--- Start of Records shown ---

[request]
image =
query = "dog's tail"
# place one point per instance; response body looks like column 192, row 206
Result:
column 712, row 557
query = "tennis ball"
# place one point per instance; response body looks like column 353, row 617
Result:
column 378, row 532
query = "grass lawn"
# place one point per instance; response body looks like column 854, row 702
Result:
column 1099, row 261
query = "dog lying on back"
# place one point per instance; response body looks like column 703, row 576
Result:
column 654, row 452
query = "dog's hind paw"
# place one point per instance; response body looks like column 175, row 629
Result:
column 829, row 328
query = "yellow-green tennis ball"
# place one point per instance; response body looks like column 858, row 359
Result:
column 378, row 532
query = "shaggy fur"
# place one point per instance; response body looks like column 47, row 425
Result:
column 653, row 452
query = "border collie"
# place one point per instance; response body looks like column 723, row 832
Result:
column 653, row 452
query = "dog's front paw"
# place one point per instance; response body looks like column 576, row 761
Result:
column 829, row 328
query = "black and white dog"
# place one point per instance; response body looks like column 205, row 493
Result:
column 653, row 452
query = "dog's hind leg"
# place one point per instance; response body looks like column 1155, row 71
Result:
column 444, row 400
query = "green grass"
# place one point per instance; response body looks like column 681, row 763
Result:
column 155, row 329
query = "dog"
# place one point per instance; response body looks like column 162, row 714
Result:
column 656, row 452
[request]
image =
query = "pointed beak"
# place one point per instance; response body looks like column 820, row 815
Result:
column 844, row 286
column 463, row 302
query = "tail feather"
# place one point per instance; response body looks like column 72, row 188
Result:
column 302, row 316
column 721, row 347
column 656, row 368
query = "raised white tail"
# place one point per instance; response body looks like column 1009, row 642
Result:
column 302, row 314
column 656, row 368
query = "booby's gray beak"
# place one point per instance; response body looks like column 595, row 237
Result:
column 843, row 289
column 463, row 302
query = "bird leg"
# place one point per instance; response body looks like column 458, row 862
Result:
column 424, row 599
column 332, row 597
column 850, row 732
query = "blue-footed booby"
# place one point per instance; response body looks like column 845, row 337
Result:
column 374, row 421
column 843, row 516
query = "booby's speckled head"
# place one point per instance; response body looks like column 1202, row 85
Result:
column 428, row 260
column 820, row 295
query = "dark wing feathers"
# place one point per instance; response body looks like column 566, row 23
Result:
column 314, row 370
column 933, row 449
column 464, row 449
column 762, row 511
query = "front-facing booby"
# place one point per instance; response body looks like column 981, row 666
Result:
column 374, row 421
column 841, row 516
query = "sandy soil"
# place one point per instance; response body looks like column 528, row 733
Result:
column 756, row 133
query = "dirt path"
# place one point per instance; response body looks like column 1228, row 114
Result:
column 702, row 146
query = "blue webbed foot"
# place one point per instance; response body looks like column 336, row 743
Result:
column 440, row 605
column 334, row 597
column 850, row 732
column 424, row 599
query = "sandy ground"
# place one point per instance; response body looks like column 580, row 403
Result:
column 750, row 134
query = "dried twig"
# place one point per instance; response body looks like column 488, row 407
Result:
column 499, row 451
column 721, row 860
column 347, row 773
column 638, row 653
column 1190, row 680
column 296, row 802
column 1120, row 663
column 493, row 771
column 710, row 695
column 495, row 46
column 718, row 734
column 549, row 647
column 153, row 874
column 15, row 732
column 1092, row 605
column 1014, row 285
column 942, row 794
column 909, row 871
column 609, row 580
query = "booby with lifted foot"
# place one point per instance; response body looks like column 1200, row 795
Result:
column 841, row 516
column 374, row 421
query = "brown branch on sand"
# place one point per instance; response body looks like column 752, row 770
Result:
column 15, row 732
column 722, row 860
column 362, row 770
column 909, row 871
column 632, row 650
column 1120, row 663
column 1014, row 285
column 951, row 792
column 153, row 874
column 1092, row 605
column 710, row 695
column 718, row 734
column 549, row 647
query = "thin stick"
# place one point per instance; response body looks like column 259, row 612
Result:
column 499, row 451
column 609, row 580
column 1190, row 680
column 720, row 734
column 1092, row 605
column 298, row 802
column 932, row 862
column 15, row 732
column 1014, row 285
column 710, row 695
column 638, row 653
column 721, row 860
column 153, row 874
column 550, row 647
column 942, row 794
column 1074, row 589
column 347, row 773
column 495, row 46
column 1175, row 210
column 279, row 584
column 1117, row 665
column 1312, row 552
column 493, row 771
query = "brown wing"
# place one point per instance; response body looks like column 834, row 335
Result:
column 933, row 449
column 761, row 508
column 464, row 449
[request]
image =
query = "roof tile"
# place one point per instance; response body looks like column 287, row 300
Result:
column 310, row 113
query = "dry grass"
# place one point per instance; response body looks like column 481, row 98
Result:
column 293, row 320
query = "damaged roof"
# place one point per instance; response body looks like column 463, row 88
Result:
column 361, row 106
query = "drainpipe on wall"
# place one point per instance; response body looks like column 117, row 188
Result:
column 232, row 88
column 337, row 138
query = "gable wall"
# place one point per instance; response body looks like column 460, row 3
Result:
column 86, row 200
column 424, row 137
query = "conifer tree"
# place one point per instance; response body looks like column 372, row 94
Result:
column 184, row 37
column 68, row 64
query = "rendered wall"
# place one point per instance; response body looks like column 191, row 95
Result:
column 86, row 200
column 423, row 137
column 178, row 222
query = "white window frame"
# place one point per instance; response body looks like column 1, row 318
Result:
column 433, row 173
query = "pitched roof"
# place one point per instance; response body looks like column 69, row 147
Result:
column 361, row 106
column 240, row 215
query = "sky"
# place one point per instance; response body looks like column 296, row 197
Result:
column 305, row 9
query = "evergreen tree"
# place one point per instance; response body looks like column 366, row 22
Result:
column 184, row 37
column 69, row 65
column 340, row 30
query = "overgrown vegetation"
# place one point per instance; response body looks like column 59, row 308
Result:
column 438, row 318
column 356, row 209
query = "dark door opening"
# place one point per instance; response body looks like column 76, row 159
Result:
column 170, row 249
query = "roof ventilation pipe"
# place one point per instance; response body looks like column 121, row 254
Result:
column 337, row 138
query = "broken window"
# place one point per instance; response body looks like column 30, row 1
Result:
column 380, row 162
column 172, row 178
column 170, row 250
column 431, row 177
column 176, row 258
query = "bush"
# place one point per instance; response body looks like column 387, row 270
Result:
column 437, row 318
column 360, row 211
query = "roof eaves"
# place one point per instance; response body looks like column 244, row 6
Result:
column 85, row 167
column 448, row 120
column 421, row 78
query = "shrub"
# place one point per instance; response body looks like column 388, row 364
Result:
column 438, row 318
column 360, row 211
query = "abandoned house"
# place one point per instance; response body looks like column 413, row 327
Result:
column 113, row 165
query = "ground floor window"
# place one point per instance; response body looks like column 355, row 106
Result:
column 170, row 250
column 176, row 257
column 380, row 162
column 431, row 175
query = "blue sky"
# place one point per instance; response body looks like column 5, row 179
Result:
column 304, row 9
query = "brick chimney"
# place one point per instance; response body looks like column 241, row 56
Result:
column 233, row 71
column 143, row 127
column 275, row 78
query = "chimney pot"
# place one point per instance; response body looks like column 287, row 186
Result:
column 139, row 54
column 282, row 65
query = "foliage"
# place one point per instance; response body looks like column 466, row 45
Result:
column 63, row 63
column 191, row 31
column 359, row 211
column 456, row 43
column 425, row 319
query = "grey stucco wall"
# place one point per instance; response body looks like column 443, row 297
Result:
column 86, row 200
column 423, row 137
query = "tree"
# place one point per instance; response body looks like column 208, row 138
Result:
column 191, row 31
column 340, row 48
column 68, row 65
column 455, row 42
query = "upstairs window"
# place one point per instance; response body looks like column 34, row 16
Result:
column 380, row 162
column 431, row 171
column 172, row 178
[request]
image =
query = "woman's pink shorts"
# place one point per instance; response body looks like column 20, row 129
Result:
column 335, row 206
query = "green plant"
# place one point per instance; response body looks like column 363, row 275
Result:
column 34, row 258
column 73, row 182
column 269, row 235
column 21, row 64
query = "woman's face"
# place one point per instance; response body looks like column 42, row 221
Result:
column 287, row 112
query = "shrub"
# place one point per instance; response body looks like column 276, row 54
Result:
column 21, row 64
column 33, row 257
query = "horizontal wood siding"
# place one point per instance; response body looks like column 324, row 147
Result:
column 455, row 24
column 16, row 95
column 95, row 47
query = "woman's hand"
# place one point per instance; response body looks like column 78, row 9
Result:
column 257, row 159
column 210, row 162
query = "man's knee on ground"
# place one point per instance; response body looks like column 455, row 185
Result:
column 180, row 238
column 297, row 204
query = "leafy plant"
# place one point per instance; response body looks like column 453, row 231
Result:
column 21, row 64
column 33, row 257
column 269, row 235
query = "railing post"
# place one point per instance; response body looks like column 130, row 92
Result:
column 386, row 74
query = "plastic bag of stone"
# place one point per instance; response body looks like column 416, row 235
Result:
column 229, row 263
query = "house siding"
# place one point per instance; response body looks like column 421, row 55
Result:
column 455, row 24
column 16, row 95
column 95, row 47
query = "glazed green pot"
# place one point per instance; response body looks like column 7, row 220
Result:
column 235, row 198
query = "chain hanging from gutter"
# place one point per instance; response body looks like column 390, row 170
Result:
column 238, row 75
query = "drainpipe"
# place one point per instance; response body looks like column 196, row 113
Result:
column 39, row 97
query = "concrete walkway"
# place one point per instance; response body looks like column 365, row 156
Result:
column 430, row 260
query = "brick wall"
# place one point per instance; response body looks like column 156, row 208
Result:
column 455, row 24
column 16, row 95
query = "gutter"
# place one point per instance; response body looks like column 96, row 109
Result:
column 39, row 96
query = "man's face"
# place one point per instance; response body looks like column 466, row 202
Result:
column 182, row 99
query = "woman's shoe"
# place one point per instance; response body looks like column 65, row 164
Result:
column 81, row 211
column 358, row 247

--- End of Records shown ---

*Your instructions*:
Please pick out each line of the material above that contains the word "window" and copy those lines.

*Answer to the problem*:
query = "white window frame"
query = "broken window"
query = "ground floor window"
query = "upstairs window"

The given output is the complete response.